[WHAT YOU ARE ASKED TO DO] Could you quote, exactly as they stand, the lines running from the one with "Could you please identify the stadium roof" to the final line of the material?

═══ ITEMS ═══

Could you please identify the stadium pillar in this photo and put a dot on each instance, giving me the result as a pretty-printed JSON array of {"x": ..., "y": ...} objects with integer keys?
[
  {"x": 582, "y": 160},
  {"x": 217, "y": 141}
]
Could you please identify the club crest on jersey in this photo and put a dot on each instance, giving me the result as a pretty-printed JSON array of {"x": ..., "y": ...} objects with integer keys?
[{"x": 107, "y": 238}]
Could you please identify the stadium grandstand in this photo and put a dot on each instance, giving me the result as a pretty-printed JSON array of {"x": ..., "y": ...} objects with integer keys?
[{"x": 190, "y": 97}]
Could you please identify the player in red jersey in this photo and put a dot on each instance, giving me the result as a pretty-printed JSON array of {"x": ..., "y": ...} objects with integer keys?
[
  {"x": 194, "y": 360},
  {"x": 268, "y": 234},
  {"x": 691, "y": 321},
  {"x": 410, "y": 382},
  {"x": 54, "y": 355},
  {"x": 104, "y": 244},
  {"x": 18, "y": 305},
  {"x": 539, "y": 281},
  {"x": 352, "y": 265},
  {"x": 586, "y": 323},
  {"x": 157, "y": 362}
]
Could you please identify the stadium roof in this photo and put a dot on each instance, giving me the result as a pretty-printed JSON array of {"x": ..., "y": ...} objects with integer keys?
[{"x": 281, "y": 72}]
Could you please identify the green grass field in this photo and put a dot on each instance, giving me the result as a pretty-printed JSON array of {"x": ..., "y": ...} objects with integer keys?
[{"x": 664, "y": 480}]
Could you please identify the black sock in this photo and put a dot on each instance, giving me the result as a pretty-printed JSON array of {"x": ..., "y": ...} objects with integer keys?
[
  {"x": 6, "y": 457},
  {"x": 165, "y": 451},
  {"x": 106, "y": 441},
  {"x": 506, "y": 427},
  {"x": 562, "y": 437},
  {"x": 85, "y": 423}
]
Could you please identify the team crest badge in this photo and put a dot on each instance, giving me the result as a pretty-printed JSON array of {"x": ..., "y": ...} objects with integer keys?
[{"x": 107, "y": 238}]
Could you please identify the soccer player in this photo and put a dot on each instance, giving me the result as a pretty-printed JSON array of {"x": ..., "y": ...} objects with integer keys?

═══

[OUTPUT OF THE TASK]
Could you please identify the stadium roof in this photo and put a dot on each instance, giving me the result as a pretty-printed JSON array of {"x": ..., "y": ...} objects with integer keys?
[{"x": 281, "y": 72}]
Could you please identify the green grass field in this photo and put a dot on each instance, giving me the result as a pretty-printed JSON array of {"x": ..., "y": ...} objects with integer keys?
[{"x": 664, "y": 480}]
Could you please identify the black sock in this photo and put a dot on each instance, giving me the result as a pretty-printed JSON array of {"x": ..., "y": ...} objects with integer keys?
[
  {"x": 6, "y": 457},
  {"x": 165, "y": 451},
  {"x": 106, "y": 441},
  {"x": 506, "y": 427},
  {"x": 562, "y": 437},
  {"x": 85, "y": 423}
]
Could you please identify the team crest badge in this photo and put a dot on each instance, giving me the result as a pretty-printed JSON array of {"x": ..., "y": ...} objects with integer keys?
[{"x": 107, "y": 238}]
Could you please identify the soccer player in this photo and put a dot on each instance, giving me the result as a pretty-printed JSON array of {"x": ..., "y": ...} objects with integer keys?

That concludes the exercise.